The method of the first aspect of the invention differs, in a characteristic manner, from the prior art methods, in that it comprises, in addition to a local modelling of foreground, background and shadow classes carried out by said cost functions, exploiting the spatial structure of content of at least said image in a local as well as more global manner; this is done such that local spatial structure is exploited by estimating pixels' costs as an average over homogeneous colour regions, and global spatial structure is exploited by the use of a regularization optimization algorithm.

For an embodiment, the method of the invention comprises applying a logarithm operation to the probability expressions obtained according to a Bayesian formulation in order to derive additive costs.

According to an embodiment, the mentioned estimating of pixels' costs is carried out by the next sequential actions:

i) over-segmenting the image using a homogeneous colour criteria based on a k-means approach;

ii) enforcing a temporal correlation on k-means colour centroids, in order to ensure temporal stability and consistency of homogeneous segments,

iii) computing said cost functions per colour segment; and said global spatial structure is exploited by:

iv) using an optimization algorithm to find the best possible global solution by optimizing costs.

#### Exercise:
Can you carry the passage on separating foreground, background and shadow in images further, starting after its last step on the optimization algorithm?

#### Supplied material:
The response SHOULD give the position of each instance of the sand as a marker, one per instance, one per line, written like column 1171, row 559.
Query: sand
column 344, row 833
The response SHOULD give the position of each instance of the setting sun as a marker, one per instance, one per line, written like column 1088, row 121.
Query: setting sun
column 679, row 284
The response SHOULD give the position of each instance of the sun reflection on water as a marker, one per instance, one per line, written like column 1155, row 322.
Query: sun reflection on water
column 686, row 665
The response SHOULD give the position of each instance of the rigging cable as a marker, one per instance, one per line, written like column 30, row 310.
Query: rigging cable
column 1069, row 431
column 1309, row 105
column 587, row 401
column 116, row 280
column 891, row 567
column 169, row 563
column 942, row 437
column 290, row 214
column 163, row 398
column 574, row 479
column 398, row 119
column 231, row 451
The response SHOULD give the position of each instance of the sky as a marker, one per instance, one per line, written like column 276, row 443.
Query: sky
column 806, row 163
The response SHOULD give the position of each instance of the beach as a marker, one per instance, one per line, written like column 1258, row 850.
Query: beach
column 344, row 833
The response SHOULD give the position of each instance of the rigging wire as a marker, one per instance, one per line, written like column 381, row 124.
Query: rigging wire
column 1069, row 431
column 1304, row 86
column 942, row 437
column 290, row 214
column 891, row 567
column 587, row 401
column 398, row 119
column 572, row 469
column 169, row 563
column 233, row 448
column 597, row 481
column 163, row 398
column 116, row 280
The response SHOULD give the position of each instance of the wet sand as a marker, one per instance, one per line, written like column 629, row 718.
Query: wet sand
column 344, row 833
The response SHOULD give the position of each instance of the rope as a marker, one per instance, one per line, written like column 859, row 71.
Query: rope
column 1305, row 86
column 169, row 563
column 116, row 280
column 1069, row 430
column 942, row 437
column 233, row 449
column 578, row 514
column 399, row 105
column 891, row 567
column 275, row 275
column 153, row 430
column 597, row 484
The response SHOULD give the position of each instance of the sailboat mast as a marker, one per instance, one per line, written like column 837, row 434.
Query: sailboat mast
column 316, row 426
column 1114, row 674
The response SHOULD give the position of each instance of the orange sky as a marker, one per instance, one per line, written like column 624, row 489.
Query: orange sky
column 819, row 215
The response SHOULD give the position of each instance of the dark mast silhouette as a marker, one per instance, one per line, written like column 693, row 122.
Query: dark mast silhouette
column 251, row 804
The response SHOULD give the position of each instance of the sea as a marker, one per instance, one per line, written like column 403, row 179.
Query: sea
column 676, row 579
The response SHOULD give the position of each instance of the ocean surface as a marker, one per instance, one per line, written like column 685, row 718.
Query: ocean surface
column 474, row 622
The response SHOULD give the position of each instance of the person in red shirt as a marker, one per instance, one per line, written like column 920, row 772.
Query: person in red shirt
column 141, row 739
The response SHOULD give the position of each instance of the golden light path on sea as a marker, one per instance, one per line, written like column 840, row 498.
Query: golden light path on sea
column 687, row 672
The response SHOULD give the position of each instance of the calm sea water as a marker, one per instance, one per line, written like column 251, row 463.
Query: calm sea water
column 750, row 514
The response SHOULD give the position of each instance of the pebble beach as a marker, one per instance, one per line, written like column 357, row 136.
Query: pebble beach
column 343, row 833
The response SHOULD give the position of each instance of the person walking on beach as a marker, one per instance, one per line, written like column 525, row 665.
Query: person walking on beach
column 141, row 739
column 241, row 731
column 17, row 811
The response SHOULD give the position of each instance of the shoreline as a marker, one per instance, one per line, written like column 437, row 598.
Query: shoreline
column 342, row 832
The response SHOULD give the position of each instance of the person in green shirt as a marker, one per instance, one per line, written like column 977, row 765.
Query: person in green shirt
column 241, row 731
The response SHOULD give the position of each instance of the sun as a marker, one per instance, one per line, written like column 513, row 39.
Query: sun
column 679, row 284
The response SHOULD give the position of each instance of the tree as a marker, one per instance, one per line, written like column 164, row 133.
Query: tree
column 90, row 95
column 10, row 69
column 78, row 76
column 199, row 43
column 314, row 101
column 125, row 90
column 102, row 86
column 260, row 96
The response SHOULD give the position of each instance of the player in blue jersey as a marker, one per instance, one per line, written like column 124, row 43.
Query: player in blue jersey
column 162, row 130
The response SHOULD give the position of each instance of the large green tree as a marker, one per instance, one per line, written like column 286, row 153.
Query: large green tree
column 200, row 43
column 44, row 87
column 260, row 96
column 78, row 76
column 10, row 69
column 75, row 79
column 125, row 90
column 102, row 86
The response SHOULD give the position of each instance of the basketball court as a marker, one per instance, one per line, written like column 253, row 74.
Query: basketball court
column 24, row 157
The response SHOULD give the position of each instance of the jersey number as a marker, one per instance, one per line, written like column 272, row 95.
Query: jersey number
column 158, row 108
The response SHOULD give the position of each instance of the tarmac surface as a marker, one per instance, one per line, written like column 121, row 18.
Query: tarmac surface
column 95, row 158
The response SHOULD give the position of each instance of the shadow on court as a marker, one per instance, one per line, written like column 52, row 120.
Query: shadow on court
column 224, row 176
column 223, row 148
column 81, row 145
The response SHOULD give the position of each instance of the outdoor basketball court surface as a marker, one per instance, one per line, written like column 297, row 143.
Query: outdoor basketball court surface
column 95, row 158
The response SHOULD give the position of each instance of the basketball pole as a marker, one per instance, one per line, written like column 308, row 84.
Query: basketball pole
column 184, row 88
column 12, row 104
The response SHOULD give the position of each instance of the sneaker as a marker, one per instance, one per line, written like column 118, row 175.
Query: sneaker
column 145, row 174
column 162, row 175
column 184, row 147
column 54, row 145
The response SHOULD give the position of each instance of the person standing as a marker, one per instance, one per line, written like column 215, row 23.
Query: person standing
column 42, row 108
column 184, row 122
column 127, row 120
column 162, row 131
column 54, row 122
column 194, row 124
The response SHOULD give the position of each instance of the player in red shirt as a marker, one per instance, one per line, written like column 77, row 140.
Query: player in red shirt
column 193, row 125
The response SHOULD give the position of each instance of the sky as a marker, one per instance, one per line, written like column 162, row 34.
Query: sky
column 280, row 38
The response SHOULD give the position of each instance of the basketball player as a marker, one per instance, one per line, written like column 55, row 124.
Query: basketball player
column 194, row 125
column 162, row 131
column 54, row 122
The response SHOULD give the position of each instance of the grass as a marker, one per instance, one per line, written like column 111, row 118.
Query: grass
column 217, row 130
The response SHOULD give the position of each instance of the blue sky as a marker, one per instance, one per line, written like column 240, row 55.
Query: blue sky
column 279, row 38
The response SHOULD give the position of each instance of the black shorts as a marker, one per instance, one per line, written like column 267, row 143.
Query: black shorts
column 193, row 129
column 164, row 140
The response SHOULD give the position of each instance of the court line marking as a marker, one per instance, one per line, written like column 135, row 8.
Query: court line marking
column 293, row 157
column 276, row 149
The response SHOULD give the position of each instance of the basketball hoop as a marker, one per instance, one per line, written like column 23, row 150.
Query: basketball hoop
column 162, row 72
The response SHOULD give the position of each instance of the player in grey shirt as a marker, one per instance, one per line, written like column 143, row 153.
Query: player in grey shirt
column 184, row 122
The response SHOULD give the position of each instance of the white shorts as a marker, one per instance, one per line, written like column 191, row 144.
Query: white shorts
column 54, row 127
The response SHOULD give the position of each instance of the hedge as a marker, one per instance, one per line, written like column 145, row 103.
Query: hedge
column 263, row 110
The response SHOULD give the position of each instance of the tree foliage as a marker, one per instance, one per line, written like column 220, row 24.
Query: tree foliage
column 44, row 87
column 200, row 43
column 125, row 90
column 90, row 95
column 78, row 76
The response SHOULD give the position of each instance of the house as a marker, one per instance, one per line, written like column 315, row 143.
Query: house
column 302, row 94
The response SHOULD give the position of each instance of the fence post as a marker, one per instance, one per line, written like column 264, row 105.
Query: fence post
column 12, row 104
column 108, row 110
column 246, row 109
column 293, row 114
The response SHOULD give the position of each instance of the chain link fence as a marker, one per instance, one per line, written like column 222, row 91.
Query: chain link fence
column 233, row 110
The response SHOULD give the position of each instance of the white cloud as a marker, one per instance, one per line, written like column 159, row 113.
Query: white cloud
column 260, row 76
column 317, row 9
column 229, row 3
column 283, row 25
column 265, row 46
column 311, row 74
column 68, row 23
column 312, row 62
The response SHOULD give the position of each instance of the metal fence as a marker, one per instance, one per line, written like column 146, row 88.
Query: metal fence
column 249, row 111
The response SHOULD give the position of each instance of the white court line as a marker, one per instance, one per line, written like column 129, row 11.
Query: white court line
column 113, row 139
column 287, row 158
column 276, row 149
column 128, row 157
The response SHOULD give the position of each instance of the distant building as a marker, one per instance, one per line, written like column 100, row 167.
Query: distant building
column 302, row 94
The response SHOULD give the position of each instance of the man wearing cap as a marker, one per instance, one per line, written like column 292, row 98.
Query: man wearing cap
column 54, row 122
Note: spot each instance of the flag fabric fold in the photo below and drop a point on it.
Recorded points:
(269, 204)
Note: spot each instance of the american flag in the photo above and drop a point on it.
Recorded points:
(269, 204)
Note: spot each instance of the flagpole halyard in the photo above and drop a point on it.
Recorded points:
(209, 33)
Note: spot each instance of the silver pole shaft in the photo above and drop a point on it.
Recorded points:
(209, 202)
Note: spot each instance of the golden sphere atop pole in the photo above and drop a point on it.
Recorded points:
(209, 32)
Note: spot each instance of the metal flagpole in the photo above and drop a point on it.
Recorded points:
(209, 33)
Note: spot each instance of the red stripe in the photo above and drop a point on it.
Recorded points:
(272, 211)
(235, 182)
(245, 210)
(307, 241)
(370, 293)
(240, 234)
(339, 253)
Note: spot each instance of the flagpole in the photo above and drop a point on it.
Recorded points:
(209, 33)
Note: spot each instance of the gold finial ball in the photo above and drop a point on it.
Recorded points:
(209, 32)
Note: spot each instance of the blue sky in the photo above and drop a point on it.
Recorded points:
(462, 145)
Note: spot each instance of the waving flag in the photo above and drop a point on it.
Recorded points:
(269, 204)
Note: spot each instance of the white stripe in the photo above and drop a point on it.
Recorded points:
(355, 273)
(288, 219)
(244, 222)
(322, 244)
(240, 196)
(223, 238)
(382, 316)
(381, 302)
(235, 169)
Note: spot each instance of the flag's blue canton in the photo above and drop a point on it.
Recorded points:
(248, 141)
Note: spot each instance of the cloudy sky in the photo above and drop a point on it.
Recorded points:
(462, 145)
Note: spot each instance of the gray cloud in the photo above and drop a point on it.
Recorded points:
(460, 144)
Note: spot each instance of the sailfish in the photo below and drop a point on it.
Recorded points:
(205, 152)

#### Exercise result:
In the next section different embodiments of the method of the first aspect of the invention will be described, including specific cost functions defined according to Bayesian formulations, and more detailed descriptions of said steps i) to iv).

The present invention thus provides a robust, real-time and differential (with respect to the state of the art) method and system for Foreground Segmentation. The two main use case frameworks explained above are two possible use cases of the method and system of the invention, which can be, among other, as an approach used within the experimental immersive 3D Telepresence systems [8, 1], or 3D digitalization of objects or bodies.

As disclosed above, the invention is based on a costs minimization of a set of probability functionals (i.e. foreground, background and shadow) by means, for an embodiment, of Hierarchical Belief Propagation.

For some embodiments, which will be explained in detail in a subsequent section, the method includes outlier reduction by regularization on over-segmented regions. An optimization stage is able to close holes and minimize remaining false positives and negatives. The use of a k-means over-segmentation framework enforcing temporal correlation for colour centroids helps ensure temporal stability between frames. In this work, particular care in the re-design of foreground and background cost functionals has also been taken into account in order to overcome limitations of previous work proposed in the literature. The iterative nature of the approach makes it scalable in complexity, allowing it to increase accuracy and picture size capacity as commercial GPGPUs become faster and/or computational power becomes cheaper in general.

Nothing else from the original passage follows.